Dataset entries
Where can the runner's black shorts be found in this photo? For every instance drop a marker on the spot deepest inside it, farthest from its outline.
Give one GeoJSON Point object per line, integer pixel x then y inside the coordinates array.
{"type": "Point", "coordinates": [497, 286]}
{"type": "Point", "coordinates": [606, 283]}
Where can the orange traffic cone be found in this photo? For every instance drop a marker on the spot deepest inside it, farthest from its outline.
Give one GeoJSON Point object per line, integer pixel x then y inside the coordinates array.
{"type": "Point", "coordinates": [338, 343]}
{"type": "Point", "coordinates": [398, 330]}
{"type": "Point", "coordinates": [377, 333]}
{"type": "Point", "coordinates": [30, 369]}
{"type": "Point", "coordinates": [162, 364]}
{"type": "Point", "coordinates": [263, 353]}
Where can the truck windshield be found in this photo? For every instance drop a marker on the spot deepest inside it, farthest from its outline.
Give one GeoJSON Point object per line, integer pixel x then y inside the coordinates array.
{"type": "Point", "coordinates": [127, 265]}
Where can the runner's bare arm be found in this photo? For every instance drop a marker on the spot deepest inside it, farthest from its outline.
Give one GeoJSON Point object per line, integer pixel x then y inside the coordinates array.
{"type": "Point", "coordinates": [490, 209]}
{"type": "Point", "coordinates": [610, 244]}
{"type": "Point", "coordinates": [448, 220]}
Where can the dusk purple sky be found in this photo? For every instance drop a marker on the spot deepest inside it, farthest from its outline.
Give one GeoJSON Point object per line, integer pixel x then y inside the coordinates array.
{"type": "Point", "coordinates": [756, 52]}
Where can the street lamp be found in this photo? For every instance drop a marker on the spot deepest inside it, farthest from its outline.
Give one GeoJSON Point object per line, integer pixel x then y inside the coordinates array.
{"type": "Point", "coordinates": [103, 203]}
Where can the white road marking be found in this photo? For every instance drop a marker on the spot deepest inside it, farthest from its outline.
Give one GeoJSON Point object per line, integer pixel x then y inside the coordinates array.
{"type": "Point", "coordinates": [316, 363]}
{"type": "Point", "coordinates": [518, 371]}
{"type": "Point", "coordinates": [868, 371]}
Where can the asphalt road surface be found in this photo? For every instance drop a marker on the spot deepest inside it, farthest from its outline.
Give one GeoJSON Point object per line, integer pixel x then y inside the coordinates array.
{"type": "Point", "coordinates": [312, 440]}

* _How to complete this task_:
Look at the records above. Copy every line where the string "runner" occurs.

* _Solved exercise_:
Where can the runner's black shorts be found in this photo? For every instance drop a marker on the spot deepest inside it, farthest from its outline.
Where can the runner's bare arm be found in this photo? For every instance drop a marker on the spot deepest inside it, farthest from its outline.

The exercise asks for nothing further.